Each record is to be duplicated exactly, with nothing added.

(Natural language region descriptions)

━━━━━━━━━━

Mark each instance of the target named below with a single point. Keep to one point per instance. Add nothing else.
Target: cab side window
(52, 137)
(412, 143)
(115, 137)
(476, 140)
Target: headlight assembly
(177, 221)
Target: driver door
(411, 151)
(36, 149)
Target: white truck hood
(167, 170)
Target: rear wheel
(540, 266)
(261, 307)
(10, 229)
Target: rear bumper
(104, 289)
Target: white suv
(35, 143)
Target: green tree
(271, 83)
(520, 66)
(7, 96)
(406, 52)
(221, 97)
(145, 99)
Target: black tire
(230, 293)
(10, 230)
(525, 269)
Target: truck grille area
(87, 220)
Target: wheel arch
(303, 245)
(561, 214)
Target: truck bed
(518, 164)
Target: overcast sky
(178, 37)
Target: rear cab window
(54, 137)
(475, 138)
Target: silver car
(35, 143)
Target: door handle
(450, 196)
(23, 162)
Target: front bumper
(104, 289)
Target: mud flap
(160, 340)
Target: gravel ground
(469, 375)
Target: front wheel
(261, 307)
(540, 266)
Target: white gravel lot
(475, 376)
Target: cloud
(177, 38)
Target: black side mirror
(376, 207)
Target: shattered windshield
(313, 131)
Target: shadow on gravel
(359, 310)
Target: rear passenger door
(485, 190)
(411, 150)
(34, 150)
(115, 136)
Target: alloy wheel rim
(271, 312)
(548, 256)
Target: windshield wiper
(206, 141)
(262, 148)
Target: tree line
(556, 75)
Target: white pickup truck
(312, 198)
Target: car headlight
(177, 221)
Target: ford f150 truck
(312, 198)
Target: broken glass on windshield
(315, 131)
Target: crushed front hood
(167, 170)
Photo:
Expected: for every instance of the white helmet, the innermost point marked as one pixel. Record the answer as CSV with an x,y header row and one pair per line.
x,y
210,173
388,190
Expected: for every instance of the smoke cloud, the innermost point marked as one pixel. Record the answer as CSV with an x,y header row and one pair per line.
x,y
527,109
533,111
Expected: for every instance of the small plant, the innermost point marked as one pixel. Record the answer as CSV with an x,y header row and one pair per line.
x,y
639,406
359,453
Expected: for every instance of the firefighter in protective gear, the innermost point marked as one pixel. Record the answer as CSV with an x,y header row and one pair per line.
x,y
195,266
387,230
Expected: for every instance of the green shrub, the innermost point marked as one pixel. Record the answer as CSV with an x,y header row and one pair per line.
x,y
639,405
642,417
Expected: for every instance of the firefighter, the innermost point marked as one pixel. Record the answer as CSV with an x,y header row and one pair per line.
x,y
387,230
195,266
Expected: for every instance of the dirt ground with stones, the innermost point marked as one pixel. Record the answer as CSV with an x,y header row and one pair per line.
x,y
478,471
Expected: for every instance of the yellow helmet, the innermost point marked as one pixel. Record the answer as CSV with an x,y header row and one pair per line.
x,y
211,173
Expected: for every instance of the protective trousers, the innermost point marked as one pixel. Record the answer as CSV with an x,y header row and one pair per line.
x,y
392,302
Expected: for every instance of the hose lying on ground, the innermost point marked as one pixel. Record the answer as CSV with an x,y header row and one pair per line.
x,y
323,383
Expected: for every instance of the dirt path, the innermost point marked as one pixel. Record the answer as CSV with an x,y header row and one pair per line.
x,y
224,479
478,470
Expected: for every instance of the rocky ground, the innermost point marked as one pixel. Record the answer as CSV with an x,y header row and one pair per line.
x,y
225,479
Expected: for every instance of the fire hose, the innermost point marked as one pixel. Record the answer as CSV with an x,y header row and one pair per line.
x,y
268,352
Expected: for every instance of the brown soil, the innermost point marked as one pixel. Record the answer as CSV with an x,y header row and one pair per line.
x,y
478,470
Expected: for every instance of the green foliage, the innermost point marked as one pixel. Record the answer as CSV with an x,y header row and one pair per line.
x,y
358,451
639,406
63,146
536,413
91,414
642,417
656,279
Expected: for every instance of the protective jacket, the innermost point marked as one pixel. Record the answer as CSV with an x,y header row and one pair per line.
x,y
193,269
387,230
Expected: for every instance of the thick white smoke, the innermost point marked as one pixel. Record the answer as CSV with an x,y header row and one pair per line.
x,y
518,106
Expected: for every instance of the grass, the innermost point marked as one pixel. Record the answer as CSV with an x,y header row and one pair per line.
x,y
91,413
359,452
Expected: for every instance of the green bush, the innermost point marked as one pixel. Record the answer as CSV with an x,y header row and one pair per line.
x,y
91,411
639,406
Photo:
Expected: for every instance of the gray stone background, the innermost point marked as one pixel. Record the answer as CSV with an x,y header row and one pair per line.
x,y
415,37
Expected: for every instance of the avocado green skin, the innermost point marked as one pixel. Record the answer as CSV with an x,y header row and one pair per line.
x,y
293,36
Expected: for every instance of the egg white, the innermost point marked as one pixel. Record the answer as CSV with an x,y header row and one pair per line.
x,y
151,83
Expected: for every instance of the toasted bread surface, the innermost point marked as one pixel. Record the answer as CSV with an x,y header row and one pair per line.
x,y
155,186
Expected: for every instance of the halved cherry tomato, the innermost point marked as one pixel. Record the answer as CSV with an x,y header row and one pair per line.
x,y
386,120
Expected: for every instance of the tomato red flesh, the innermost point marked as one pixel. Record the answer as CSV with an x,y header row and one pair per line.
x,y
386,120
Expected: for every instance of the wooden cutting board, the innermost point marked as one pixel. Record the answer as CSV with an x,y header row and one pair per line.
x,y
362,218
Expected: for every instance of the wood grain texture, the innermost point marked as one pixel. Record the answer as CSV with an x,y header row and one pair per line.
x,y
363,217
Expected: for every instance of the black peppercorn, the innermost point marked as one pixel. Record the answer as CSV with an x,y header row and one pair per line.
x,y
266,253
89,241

━━━━━━━━━━

**Your solution:**
Mark each instance of the target named below with a single point. Keep to one point per instance. Add nothing else.
Target: cab side window
(52, 137)
(412, 143)
(115, 137)
(476, 140)
Target: headlight assembly
(177, 221)
Target: driver door
(411, 151)
(36, 149)
Target: white truck hood
(167, 170)
Target: rear wheel
(540, 266)
(261, 307)
(10, 229)
Target: rear bumper
(104, 289)
Target: white suv
(35, 143)
Target: green tree
(271, 83)
(520, 66)
(7, 96)
(406, 52)
(221, 97)
(145, 99)
Target: black tire
(230, 293)
(10, 230)
(525, 269)
Target: truck grille area
(87, 220)
Target: wheel arch
(303, 245)
(561, 214)
Target: truck bed
(518, 164)
Target: overcast sky
(178, 37)
Target: rear cab window
(54, 137)
(475, 138)
Target: silver car
(35, 143)
Target: door handle
(450, 196)
(23, 162)
Target: front bumper
(104, 289)
Target: mud flap
(160, 340)
Target: gravel ground
(469, 375)
Target: front wheel
(261, 307)
(540, 266)
Target: white gravel lot
(475, 376)
Target: cloud
(177, 38)
Target: black side mirror
(376, 207)
Target: shattered windshield
(313, 131)
Target: shadow on gravel
(359, 310)
Target: rear passenger door
(485, 190)
(411, 150)
(34, 150)
(115, 136)
Target: alloy wheel rim
(271, 312)
(548, 256)
Target: windshield wiper
(206, 141)
(262, 148)
Target: tree line
(556, 75)
Target: white pickup truck
(312, 198)
Target: car headlight
(177, 221)
Target: ford f150 truck
(312, 198)
Target: broken glass on windshield
(315, 131)
Target: crushed front hood
(167, 170)
Photo:
Expected: for every instance of the white helmet, the innermost point marked as one pixel. Record the answer as CSV with an x,y header row and one pair per line.
x,y
210,173
388,190
Expected: for every instance of the smoke cloud, the innermost point marked as one pixel. Record the answer as CSV with an x,y header row and one pair per line.
x,y
527,109
533,111
Expected: for every instance of the small plant, the innermost point marked as one pixel. Record the answer as CSV with an x,y header row and one pair per line.
x,y
639,406
359,453
Expected: for every instance of the firefighter in protective gear, the innermost point marked as one pixel. Record the answer as CSV with an x,y header row and one pair per line.
x,y
195,266
387,230
Expected: for every instance of the green shrub, the innermost point marked as one pixel. Record the answer as CSV with an x,y header row and one pair per line.
x,y
639,405
642,417
Expected: for every instance of the firefighter, the innermost point marked as one pixel. Record the answer as CSV with an x,y header row and one pair per line.
x,y
387,230
195,266
Expected: for every instance of the dirt ground with stones, the innermost point marked as one pixel. Record the answer as CSV with an x,y header row and one pair per line.
x,y
478,471
Expected: for every instance of the yellow helmet, the innermost point marked as one pixel. Record the answer as CSV with an x,y header row and one pair per line.
x,y
211,173
Expected: for every instance of the protective trousers, the innermost point marked as one pixel. Record the answer as CSV with an x,y header row and one pair per line.
x,y
392,302
Expected: for every instance of the hose lying on ground, the innermost point marked as one pixel. Record the answer as CSV with an x,y header row and one pair per line.
x,y
323,383
Expected: for every instance of the dirt path, the innermost point marked as one pixel. Record the answer as CSV with an x,y header row and one pair per line.
x,y
224,479
478,470
Expected: for every instance of the rocky ground, the innermost point marked as one pixel. Record the answer as CSV with an x,y header row and one pair per line.
x,y
225,479
Expected: for every instance of the fire hose, the innermost point marked as one pixel. Record the answer as CSV with an x,y header row and one pair per line.
x,y
268,352
Expected: for every instance of the brown soil, the innermost point marked as one pixel. Record the answer as CSV with an x,y header row and one pair per line.
x,y
478,470
Expected: for every instance of the green foliage, the innermost point marked as one pixel. Record the answer as CSV with an x,y header row and one pair per line.
x,y
358,451
639,406
63,146
536,413
91,414
642,417
656,279
Expected: for every instance of the protective jacket, the innermost point marked as one pixel. Record the answer as CSV with an x,y header row and one pair per line.
x,y
193,269
387,230
Expected: for every instance of the thick white smoke, the innermost point marked as one pixel. Record the answer as CSV with an x,y header row and one pair per line.
x,y
518,106
Expected: for every instance of the grass, the innermost point marked as one pixel. Record the answer as CSV with an x,y header row and one pair per line.
x,y
91,413
359,452
Expected: for every instance of the green bush, the innermost point marked as one pixel. Record the answer as CSV with an x,y header row and one pair per line.
x,y
91,411
639,406
Photo:
Expected: for every instance of the gray stone background, the innermost point marked as one pixel. Record the answer as CSV with an x,y header row and one pair per line.
x,y
415,37
Expected: for every instance of the avocado green skin, the innermost point marked as one pixel. Record the answer as CSV with an x,y header row and one pair per line.
x,y
293,36
Expected: for every instance of the egg white, the innermost point marked as one pixel. Record the answer as CSV with an x,y header row and one pair per line.
x,y
151,83
Expected: for every instance of the toasted bread surface, the innermost point marked as one pixel. Record the answer as CSV with an x,y header row and one pair per line.
x,y
155,186
Expected: for every instance of the halved cherry tomato, the innermost point marked as one pixel. Record the answer as CSV with an x,y header row and one pair per line.
x,y
386,120
Expected: for every instance of the tomato red flesh, the innermost point marked as one pixel. Record the answer as CSV with an x,y header row and one pair per line.
x,y
386,120
Expected: for every instance of the wooden cutting board, the innermost point marked as one pixel. Record the answer as CSV with an x,y header row and one pair per line.
x,y
362,218
Expected: for every instance of the wood grain texture, the innermost point marked as one pixel. Record the answer as CSV with an x,y header row and one pair per line.
x,y
363,217
Expected: for every instance of the black peppercorn, the innermost point marked as one pixel. Record the answer as CSV with an x,y header row and one pair per line.
x,y
266,253
89,241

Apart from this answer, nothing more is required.